THE TASK: Upon reaching the line containing "Make sure each instance of the purple", output that line and all remaining lines exactly, through the end of the entries, and output nothing before it.

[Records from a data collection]
================================

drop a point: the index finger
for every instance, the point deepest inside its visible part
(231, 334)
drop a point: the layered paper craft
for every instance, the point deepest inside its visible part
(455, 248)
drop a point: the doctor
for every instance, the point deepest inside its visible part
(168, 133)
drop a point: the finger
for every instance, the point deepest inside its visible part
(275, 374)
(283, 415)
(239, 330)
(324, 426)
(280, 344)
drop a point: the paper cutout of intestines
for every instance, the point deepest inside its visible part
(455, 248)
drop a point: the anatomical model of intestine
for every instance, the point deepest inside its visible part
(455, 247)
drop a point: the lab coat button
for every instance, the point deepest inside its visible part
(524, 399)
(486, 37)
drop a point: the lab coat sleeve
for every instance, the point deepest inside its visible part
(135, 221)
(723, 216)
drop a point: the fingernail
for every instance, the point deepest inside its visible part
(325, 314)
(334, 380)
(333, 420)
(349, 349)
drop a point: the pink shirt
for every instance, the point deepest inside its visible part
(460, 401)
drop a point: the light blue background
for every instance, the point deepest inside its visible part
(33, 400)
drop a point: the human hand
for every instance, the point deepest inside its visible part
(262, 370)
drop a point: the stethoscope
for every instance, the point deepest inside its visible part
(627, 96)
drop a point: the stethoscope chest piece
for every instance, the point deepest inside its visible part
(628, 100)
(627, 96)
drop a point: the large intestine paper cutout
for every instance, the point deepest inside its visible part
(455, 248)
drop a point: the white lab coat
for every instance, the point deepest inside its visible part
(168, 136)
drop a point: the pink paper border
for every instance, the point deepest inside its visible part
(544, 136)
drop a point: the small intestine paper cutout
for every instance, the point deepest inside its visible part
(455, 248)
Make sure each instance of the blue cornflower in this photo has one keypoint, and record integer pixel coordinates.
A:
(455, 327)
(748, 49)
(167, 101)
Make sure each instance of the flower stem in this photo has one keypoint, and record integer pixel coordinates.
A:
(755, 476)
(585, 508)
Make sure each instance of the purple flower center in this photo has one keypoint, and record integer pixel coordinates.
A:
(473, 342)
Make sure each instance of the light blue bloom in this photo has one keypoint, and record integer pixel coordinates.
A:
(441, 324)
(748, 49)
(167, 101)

================================

EXERCISE ANSWER:
Make sure each instance of the purple flower center in this photo has one keypoint, and record integer pixel coordinates.
A:
(473, 342)
Make sure each instance of the light blue bloom in this photo has one keypoint, and record integer pixel coordinates.
A:
(441, 324)
(748, 49)
(167, 101)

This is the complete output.